### What you need to do
Please rewrite everything from the line containing "Locate the oven" down to the end of the listing, swapping "frame above" for "image above" and keeping all else unchanged. Return only those lines.

### Material shown
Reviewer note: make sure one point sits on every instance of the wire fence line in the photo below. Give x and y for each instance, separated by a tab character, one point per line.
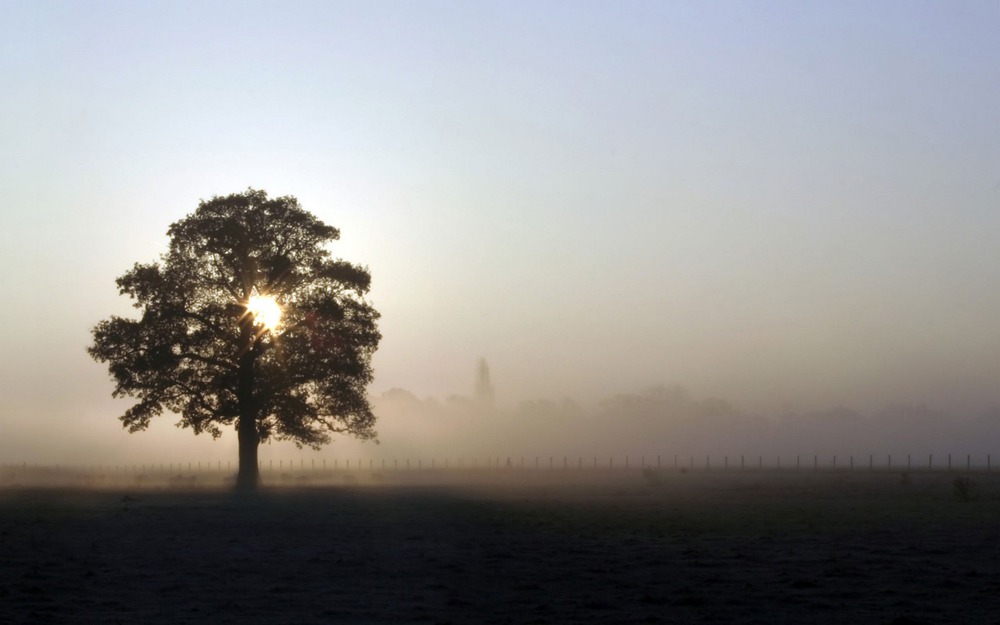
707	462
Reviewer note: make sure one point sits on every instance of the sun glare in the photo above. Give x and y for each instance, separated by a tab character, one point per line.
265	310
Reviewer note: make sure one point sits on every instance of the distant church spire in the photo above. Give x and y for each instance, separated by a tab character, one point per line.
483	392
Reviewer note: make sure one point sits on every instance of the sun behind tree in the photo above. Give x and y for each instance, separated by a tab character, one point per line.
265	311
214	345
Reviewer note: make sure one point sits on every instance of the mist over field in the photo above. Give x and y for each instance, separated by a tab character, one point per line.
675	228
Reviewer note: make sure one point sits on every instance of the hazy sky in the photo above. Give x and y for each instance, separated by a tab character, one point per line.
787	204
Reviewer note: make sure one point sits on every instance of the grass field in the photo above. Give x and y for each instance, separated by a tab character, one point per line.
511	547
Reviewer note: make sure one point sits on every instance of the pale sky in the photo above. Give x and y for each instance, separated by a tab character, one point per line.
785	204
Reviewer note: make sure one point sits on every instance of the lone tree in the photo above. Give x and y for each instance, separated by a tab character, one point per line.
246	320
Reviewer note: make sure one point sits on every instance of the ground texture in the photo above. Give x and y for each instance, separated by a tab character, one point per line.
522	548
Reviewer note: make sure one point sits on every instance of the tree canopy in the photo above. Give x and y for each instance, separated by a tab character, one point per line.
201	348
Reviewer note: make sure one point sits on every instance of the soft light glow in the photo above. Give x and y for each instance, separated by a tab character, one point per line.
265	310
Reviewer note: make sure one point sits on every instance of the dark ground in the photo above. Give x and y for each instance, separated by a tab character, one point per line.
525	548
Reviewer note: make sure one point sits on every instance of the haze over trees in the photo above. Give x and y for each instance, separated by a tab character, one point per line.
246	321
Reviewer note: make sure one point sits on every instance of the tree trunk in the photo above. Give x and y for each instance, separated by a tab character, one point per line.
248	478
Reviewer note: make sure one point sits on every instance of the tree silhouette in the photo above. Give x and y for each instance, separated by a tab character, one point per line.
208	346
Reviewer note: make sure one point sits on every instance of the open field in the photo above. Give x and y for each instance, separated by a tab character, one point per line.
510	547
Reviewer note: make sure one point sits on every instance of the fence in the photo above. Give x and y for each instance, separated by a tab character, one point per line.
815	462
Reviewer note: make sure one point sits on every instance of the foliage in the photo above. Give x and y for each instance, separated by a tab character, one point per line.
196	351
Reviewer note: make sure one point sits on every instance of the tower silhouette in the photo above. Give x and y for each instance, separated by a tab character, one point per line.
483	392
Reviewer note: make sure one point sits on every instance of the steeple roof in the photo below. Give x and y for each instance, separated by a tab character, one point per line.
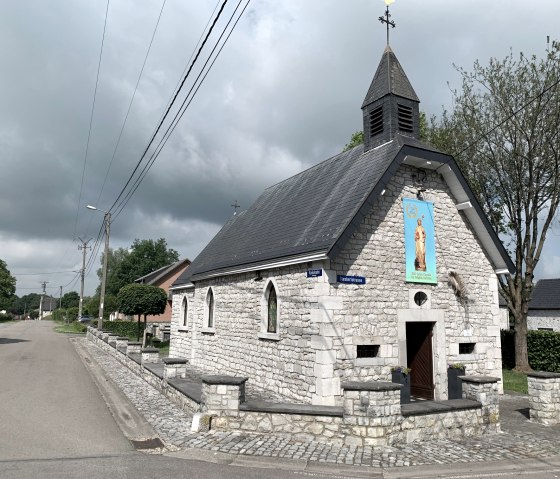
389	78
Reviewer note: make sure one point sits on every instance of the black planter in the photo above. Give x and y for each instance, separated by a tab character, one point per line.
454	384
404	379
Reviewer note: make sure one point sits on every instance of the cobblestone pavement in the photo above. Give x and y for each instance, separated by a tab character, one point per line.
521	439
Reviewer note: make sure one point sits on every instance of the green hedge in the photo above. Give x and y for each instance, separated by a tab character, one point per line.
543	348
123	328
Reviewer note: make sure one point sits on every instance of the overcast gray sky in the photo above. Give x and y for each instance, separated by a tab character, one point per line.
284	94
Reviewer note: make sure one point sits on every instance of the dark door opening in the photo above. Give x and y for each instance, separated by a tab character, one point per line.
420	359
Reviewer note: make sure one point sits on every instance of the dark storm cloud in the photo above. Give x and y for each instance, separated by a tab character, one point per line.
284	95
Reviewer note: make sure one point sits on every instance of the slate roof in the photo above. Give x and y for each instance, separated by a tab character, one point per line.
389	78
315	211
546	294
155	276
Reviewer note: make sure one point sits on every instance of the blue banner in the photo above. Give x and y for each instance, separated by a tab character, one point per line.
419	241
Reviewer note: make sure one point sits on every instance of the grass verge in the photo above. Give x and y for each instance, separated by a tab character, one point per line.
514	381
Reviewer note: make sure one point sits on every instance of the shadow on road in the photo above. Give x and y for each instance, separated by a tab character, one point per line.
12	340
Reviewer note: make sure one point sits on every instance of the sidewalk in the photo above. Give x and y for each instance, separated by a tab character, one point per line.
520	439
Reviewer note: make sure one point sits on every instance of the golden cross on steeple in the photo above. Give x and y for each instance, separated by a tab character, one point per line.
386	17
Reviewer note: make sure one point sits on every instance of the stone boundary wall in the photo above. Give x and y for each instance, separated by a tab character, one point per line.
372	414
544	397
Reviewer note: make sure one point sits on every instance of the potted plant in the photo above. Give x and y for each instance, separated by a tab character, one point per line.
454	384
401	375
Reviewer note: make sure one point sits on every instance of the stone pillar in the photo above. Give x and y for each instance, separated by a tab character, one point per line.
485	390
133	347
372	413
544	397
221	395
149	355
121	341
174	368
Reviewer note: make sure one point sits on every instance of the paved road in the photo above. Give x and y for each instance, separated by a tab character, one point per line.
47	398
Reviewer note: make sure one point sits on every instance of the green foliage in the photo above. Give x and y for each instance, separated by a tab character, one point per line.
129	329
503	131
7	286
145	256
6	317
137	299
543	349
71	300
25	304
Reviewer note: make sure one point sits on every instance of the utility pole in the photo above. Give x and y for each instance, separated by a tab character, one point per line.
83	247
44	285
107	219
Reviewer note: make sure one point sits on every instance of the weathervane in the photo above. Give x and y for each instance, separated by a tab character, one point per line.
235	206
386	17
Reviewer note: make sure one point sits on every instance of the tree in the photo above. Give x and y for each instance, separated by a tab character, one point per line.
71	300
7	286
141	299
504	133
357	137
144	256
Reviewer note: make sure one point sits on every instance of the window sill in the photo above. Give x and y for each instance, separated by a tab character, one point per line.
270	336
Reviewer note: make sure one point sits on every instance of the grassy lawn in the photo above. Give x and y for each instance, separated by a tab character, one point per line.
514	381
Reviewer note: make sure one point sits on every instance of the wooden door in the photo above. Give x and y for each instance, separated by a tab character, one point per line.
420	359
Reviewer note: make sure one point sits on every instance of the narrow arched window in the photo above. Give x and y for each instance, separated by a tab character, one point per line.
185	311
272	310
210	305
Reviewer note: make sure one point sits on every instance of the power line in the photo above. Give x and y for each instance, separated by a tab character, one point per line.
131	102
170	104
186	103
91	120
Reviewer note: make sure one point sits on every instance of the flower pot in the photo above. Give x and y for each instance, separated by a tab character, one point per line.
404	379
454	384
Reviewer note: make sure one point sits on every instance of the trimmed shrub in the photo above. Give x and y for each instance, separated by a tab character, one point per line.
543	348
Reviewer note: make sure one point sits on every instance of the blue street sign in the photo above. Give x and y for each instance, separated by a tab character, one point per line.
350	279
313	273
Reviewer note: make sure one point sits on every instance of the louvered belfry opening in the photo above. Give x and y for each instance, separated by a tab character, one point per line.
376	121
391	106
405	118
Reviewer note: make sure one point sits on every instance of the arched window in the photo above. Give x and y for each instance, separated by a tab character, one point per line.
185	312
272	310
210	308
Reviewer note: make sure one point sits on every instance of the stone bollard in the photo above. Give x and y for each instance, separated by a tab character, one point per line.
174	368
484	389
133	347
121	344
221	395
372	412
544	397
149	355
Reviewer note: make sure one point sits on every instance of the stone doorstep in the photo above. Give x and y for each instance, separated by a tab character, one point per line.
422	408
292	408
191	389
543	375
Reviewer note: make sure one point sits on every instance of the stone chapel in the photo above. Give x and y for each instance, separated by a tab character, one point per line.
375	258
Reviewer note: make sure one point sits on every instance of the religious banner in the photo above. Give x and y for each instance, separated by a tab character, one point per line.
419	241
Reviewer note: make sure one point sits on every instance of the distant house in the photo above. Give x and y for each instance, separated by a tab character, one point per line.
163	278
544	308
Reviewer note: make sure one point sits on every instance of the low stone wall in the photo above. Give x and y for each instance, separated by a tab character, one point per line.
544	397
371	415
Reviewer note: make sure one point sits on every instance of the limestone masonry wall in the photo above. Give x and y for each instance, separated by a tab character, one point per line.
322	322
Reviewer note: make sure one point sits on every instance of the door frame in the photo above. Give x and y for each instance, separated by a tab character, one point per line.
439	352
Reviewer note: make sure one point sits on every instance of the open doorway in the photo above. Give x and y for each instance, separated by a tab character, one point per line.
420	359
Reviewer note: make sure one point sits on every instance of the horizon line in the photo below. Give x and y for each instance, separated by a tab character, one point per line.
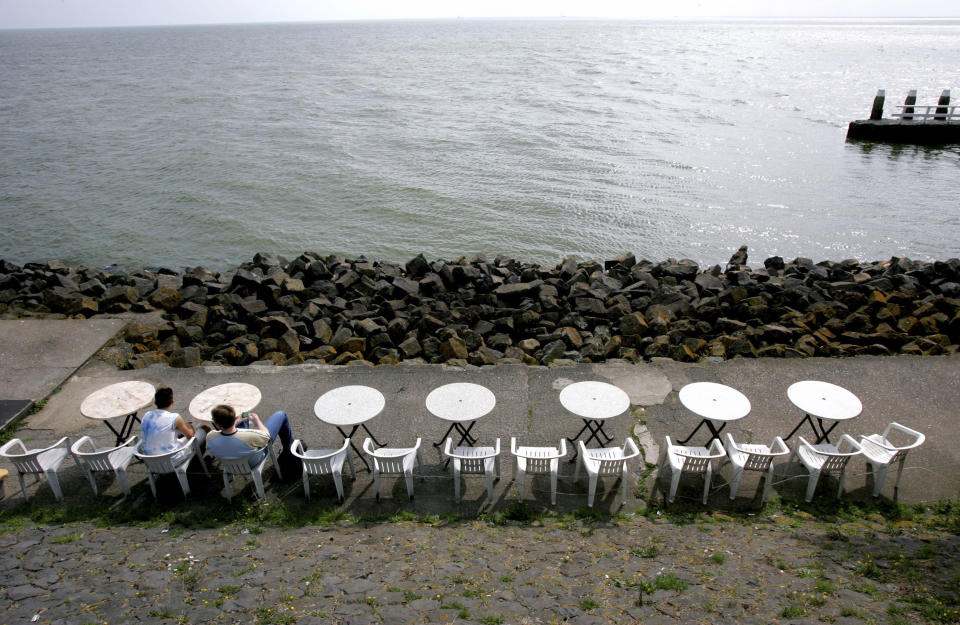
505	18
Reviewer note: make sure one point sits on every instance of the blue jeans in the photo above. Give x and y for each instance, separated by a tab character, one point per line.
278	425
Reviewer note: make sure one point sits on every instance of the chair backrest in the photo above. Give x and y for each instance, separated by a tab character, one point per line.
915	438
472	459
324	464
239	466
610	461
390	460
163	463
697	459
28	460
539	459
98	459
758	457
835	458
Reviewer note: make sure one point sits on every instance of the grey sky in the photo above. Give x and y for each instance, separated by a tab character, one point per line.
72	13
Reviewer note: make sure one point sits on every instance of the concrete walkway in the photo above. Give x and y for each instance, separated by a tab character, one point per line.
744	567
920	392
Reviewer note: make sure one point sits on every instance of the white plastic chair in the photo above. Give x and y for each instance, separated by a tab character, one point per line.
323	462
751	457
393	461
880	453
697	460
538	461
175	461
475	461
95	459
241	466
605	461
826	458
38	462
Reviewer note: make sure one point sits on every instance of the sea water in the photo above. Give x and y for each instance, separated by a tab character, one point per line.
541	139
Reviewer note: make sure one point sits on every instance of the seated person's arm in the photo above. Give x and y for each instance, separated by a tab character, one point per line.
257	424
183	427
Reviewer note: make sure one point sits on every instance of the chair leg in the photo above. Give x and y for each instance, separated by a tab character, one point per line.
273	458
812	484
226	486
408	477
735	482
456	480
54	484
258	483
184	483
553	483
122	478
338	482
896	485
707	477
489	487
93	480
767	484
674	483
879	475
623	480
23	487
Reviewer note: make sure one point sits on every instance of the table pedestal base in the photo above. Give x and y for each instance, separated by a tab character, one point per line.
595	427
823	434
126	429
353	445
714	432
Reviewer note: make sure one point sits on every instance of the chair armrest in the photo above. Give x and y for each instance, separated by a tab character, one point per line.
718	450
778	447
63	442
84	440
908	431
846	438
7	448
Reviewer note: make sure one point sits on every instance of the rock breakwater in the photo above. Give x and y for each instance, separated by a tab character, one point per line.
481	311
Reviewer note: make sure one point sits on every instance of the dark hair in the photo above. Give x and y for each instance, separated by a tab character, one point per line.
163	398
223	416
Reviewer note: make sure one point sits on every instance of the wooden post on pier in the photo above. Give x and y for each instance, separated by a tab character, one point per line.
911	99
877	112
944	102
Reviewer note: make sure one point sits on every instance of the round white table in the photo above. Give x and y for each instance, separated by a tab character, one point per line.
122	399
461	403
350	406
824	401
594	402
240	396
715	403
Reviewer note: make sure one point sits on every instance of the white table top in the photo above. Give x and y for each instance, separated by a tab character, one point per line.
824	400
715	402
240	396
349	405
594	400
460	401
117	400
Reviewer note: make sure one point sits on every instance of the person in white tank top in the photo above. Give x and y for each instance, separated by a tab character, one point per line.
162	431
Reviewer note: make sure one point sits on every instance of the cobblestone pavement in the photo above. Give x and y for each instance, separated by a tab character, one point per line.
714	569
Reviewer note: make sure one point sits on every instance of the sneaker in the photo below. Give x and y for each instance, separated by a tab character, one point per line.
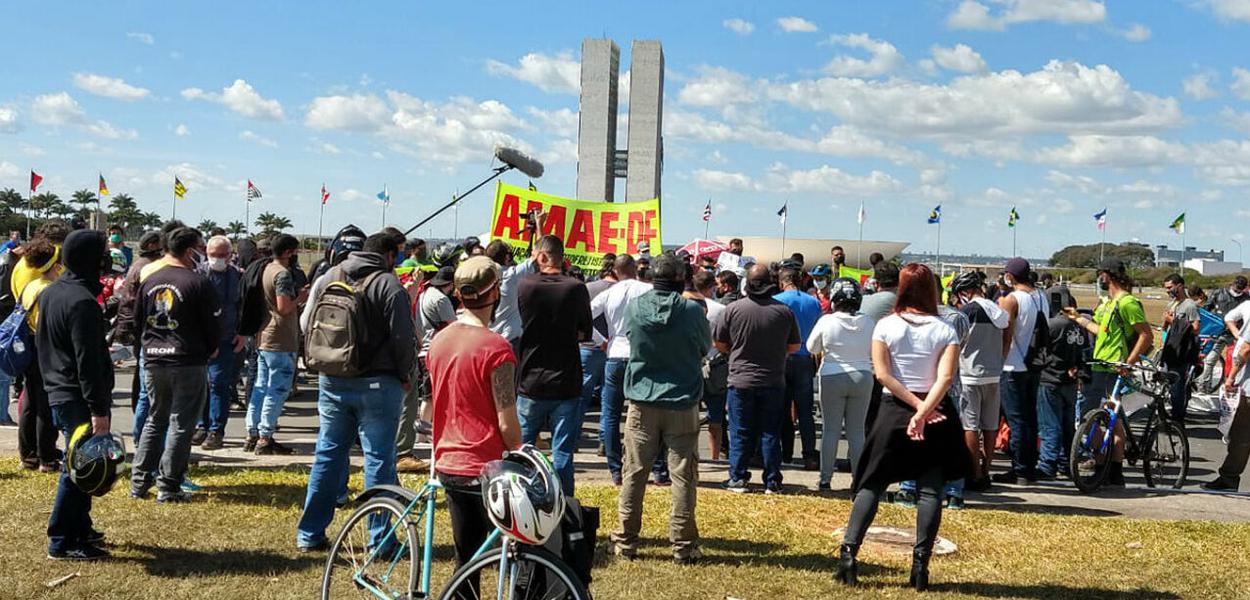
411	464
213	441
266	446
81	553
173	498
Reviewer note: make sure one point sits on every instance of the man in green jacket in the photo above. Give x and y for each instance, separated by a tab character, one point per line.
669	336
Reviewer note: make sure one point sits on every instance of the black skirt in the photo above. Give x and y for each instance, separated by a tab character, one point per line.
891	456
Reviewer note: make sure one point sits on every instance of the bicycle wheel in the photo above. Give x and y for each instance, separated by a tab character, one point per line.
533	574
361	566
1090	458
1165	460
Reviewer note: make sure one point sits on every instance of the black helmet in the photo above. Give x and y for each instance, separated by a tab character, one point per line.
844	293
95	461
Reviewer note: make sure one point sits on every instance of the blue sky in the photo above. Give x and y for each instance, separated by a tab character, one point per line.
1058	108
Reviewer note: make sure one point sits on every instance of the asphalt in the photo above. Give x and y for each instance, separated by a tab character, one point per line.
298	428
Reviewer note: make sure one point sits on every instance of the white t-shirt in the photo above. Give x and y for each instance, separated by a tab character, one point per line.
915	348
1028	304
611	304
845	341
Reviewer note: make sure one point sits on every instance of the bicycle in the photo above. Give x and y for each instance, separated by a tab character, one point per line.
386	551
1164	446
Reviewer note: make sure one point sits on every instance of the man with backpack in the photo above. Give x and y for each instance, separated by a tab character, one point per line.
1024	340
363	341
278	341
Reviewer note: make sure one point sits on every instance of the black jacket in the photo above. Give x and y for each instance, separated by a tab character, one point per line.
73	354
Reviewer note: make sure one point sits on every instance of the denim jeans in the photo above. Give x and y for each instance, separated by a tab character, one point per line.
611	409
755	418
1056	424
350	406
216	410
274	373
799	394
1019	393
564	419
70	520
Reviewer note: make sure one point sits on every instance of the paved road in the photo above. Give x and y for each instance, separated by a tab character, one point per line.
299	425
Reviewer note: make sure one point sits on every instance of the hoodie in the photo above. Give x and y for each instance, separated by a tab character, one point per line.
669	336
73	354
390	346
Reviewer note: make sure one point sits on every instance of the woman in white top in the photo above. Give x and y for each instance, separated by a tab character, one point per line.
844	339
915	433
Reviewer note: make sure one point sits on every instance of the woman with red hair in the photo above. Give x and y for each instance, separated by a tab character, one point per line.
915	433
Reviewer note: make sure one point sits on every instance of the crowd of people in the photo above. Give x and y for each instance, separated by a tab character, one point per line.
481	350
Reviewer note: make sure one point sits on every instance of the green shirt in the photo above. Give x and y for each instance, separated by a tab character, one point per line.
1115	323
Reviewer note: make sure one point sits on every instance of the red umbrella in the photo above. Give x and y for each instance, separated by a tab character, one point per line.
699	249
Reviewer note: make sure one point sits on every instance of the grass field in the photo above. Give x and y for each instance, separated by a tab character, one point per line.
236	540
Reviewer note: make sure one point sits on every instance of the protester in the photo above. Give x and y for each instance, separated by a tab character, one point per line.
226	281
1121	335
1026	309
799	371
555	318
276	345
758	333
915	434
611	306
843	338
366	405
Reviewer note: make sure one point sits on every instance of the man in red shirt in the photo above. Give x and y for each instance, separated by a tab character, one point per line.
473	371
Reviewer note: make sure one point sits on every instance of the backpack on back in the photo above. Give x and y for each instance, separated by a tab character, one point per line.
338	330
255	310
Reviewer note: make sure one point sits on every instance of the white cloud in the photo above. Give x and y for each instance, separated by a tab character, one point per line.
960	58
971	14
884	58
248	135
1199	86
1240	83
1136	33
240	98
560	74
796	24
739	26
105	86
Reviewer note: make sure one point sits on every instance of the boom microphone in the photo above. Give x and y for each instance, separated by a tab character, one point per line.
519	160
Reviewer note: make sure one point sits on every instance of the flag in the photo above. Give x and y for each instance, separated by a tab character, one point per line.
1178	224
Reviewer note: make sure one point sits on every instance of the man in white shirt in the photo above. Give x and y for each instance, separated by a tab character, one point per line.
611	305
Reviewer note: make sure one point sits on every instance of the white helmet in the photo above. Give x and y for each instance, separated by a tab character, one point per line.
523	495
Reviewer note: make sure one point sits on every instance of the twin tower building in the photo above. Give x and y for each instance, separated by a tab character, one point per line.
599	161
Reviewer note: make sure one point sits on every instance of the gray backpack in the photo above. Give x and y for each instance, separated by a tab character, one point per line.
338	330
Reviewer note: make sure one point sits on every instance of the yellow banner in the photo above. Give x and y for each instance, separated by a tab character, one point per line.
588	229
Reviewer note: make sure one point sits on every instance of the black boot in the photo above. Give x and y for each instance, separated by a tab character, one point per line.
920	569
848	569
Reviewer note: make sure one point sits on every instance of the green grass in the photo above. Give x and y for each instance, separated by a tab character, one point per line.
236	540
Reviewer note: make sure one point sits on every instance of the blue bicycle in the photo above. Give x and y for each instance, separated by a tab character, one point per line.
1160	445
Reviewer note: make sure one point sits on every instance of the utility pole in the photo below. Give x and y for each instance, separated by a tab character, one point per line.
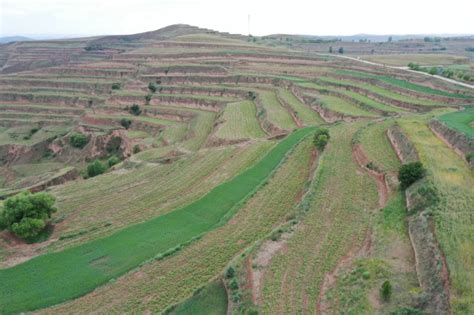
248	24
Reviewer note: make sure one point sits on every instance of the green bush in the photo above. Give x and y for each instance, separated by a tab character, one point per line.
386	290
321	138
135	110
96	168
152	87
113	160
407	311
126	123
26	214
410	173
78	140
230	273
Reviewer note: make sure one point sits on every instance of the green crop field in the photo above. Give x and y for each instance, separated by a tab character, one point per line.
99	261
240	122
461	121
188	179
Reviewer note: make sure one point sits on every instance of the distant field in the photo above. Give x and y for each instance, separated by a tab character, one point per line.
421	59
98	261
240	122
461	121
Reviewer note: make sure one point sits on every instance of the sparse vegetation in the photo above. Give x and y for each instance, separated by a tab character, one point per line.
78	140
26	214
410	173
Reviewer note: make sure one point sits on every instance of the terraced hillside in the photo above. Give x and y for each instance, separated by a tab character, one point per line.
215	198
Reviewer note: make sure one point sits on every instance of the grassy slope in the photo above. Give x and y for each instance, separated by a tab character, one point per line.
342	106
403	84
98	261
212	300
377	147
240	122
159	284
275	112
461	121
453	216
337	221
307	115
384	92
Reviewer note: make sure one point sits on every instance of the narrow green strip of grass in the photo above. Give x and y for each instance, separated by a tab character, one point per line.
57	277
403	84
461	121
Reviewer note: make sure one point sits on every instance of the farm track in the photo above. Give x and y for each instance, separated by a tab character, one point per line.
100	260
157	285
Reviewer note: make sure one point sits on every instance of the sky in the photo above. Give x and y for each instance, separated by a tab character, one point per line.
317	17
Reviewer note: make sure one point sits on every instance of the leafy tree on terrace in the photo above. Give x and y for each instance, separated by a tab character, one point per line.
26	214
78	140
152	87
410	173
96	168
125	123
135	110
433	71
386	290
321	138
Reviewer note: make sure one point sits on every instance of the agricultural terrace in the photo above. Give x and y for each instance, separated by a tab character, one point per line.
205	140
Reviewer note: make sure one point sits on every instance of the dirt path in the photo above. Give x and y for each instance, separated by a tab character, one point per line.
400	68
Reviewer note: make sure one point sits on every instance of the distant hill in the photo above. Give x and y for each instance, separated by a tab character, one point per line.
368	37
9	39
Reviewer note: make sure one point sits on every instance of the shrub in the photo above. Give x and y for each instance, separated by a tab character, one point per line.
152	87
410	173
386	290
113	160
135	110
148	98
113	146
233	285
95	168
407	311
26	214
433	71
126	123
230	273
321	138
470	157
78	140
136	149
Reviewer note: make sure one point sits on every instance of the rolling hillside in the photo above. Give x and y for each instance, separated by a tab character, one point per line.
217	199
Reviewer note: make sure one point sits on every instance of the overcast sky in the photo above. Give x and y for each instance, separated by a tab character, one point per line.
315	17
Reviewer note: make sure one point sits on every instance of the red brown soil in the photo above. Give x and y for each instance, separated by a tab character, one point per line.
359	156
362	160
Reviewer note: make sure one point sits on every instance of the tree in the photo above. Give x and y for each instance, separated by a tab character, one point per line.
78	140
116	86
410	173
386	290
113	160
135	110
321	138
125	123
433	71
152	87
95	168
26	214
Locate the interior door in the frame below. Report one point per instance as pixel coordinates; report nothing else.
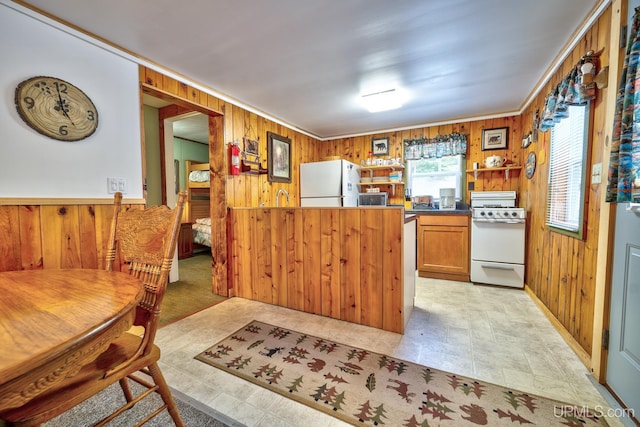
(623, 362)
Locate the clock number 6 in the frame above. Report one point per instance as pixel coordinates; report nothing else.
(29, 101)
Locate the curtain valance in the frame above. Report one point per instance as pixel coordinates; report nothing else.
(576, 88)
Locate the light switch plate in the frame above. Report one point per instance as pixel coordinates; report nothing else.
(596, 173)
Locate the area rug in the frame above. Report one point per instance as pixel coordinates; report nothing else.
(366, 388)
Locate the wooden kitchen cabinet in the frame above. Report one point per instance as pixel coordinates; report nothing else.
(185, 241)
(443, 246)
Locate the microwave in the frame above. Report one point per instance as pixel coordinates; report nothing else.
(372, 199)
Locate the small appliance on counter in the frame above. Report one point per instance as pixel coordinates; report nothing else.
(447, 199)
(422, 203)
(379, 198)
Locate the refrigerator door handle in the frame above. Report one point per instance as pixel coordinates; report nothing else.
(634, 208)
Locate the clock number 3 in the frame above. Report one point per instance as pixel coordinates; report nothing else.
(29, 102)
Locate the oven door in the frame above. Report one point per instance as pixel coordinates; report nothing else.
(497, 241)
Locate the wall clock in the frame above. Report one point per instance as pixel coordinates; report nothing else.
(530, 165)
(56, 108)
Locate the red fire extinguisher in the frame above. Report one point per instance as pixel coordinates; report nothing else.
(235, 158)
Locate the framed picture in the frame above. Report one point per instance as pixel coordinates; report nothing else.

### Response
Locate the oven door in the image above. Report one point per instance as pixel coordinates; report nothing else.
(497, 241)
Locate the wall clock in the image above. Report one point per instance as pixel coordinates; report nothing else.
(530, 165)
(56, 108)
Locate the red fire extinguisher in the image above. Report one point per instance as pixel coordinates; report nothing else.
(235, 158)
Locate the framed picture in the image above. Report one point per instance as pixel coordinates; report nothing else.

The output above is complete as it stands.